Fethiye’nin Kokuları

Fethiye’nin Kokuları

Yazımıza Fethiye’nin kokuları diye başlık atınca, geçmişten bugüne gezinmemiz, oldukça geniş bir açıdan bakmamız ve nostaljiyi yâd etmemiz gerekiyor.  

Buyrun başlayalım.

Memleketimiz ile anılan ilk koku hepimizin tahmin edebileceği gibi denize aittir. Deniz kokusu.

Kordonda denizden yeni çıkmış ağlardan yayılan iyot, yosun ve taze balık kokusu.

Yine kordon boyundaki işletmelerden yayılan, simit, taze demlenmiş çay ve köpüğü üstünde kahve kokusu.

Şehrimizin etrafındaki ormanlarından gelen çam ve reçine kokusu.

Yağmur yağınca mutluluk dağıtan toprak ve ozon kokusu.

Geçmişin Paspatur’unda Manavın fırınından yayılan tava ekmeği, tatlı maya kokusu.

Burma bıyıklı Börekçi Mustafa Amca’nın, ada usulü kıymalı böreğinin kokusu.

Erdoğan Amca’nın (Kıvrak) küçük dükkânından çıkıp bütün pazaryerini kaplayan taze çekilmiş kahve kokusu.

Balık pazarının tezgâhlarında Akdeniz ve Ege’nin balıklarının elvan elvan kokuları.

Eski caminin karşısında Devran Usta’nın çorbalarının kokusu.

Görevler >>
(a) Fethiye'nin kokuları yazısına göre Erdoğan Amca'nın küçük dükkânından çıkıp bütün pazaryerini kaplayan koku nedir?
(b) Fethiye'nin kokuları yazısında "Yine kordon boyundaki" sözlerinden başlayıp "kıymalı böreğinin kokusu." sözleri de dahil olmak üzere olan kısmı aynen tekrar yazın.
Sonraki öğeler, Fethiye'nin kokuları yazısından ayrı bir malzemedir.

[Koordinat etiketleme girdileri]

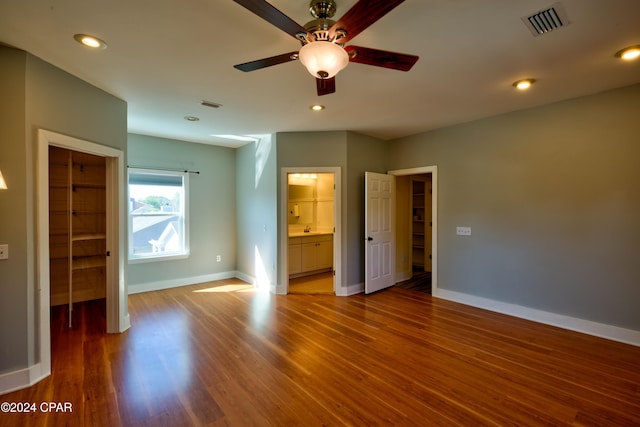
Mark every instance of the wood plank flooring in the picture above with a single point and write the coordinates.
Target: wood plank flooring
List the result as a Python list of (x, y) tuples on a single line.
[(221, 354)]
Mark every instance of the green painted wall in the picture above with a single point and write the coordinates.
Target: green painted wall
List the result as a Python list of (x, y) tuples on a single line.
[(37, 95), (212, 209)]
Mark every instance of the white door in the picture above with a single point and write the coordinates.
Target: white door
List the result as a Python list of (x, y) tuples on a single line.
[(380, 228)]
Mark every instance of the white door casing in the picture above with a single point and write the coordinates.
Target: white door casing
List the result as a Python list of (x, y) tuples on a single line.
[(380, 228)]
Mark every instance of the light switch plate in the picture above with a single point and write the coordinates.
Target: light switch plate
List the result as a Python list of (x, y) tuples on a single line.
[(463, 231)]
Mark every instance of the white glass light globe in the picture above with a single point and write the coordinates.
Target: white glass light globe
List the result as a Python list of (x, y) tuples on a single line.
[(323, 59)]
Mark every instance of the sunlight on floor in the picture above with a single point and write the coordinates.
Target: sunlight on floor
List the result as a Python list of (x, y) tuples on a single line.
[(229, 288)]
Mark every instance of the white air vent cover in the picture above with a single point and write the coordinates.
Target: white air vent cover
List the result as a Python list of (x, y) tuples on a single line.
[(546, 20)]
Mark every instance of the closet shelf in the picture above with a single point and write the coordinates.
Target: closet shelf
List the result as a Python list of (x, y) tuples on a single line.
[(92, 236), (85, 262)]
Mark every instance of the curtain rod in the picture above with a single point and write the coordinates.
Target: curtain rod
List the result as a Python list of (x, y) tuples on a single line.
[(164, 169)]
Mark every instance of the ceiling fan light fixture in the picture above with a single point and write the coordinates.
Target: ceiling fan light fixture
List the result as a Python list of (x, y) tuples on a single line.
[(90, 41), (629, 53), (523, 84), (323, 59)]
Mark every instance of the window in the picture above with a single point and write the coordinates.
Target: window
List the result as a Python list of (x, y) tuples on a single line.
[(158, 216)]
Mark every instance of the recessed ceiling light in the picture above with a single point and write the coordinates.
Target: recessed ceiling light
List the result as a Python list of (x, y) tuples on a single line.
[(244, 138), (523, 84), (629, 53), (90, 41)]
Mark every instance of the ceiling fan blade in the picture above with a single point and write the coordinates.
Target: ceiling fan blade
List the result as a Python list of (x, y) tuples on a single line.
[(326, 86), (267, 62), (362, 15), (381, 58), (272, 15)]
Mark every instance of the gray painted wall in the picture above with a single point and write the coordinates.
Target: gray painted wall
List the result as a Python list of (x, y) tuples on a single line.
[(354, 154), (212, 208), (553, 198), (364, 154), (257, 224), (37, 95)]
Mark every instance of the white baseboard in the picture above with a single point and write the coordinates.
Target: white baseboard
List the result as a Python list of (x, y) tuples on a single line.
[(185, 281), (602, 330), (401, 277), (351, 290), (23, 378)]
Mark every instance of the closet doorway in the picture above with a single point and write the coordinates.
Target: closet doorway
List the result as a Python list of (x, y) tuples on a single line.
[(416, 228), (117, 315)]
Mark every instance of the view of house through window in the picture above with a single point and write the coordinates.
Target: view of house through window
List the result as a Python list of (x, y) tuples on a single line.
[(158, 226)]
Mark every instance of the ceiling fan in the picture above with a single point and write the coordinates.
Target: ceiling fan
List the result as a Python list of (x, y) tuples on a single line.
[(323, 40)]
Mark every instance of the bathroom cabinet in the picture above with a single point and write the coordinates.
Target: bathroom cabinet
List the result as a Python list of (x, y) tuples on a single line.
[(310, 254)]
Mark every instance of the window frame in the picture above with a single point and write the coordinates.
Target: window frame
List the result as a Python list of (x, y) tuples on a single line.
[(159, 256)]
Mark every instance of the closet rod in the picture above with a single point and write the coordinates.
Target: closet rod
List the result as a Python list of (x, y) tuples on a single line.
[(164, 169)]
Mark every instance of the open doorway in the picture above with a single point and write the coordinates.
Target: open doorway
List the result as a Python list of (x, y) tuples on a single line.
[(117, 315), (310, 231), (416, 228)]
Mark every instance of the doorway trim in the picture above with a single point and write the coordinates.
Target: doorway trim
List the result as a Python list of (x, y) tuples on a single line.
[(117, 310), (433, 170), (284, 225)]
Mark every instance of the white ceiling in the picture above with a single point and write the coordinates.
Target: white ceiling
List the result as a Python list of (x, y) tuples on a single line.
[(165, 56)]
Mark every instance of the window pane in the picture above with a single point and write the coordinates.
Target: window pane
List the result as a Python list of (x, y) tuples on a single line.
[(156, 215)]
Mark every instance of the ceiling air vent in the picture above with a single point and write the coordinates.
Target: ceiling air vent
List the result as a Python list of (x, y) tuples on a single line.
[(546, 20)]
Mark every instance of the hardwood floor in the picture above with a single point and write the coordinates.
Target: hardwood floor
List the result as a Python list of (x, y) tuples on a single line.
[(321, 283), (221, 354)]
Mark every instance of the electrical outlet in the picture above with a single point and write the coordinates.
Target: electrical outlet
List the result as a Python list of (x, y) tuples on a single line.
[(463, 231)]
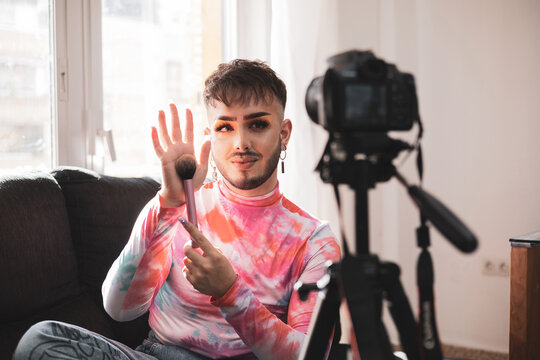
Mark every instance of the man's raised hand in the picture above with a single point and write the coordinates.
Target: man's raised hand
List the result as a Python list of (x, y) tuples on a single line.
[(169, 148)]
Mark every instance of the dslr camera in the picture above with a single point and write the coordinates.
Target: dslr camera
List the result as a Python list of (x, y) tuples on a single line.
[(361, 93)]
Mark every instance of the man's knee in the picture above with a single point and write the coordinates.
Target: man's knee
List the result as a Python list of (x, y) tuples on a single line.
[(32, 342)]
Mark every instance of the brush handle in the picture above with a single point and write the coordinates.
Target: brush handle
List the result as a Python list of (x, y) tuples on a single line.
[(190, 202)]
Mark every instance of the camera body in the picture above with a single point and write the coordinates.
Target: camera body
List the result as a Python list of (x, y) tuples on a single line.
[(361, 93)]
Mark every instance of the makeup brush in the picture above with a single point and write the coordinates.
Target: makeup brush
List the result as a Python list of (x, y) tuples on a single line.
[(185, 167)]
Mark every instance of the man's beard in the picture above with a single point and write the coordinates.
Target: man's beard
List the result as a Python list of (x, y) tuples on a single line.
[(249, 183)]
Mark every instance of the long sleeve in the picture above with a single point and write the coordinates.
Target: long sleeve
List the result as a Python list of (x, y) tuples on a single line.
[(143, 265), (268, 336)]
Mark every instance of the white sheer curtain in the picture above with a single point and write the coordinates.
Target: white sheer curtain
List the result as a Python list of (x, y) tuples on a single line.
[(304, 34)]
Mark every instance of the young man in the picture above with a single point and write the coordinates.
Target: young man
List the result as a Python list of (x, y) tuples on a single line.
[(232, 296)]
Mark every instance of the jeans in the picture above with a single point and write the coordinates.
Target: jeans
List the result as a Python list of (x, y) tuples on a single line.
[(57, 340)]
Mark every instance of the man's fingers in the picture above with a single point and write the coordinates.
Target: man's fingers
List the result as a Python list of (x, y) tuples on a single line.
[(197, 236), (194, 255), (163, 133), (155, 141), (205, 154), (175, 124), (189, 126)]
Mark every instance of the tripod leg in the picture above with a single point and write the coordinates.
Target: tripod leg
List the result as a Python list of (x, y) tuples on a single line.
[(362, 288), (326, 312), (401, 310)]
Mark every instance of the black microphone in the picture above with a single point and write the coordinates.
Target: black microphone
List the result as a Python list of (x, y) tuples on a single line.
[(442, 218)]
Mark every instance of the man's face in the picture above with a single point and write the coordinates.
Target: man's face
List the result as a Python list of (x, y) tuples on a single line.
[(246, 143)]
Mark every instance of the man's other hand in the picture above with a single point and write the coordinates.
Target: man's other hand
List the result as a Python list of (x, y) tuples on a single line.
[(210, 273)]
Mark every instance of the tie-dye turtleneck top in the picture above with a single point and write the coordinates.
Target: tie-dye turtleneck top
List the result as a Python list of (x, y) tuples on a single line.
[(270, 242)]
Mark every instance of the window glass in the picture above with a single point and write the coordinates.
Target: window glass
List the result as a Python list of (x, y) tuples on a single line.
[(154, 52), (26, 106)]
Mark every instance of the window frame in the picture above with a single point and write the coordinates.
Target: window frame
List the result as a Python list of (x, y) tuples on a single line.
[(78, 86)]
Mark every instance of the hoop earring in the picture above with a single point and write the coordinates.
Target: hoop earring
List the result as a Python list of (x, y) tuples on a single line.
[(214, 168), (282, 157)]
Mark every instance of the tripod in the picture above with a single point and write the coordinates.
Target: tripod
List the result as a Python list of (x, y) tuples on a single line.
[(361, 278)]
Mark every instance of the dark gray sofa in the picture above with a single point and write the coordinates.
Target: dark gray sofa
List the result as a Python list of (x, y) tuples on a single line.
[(59, 234)]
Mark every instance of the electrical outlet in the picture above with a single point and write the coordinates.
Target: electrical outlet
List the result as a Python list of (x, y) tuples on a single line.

Cevaplar >>
(a) Taze çekilmiş kahve kokusu.

(b)
Yine kordon boyundaki işletmelerden yayılan, simit, taze demlenmiş çay ve köpüğü üstünde kahve kokusu.

Şehrimizin etrafındaki ormanlarından gelen çam ve reçine kokusu.

Yağmur yağınca mutluluk dağıtan toprak ve ozon kokusu.

Geçmişin Paspatur’unda Manavın fırınından yayılan tava ekmeği, tatlı maya kokusu.

Burma bıyıklı Börekçi Mustafa Amca’nın, ada usulü kıymalı böreğinin kokusu.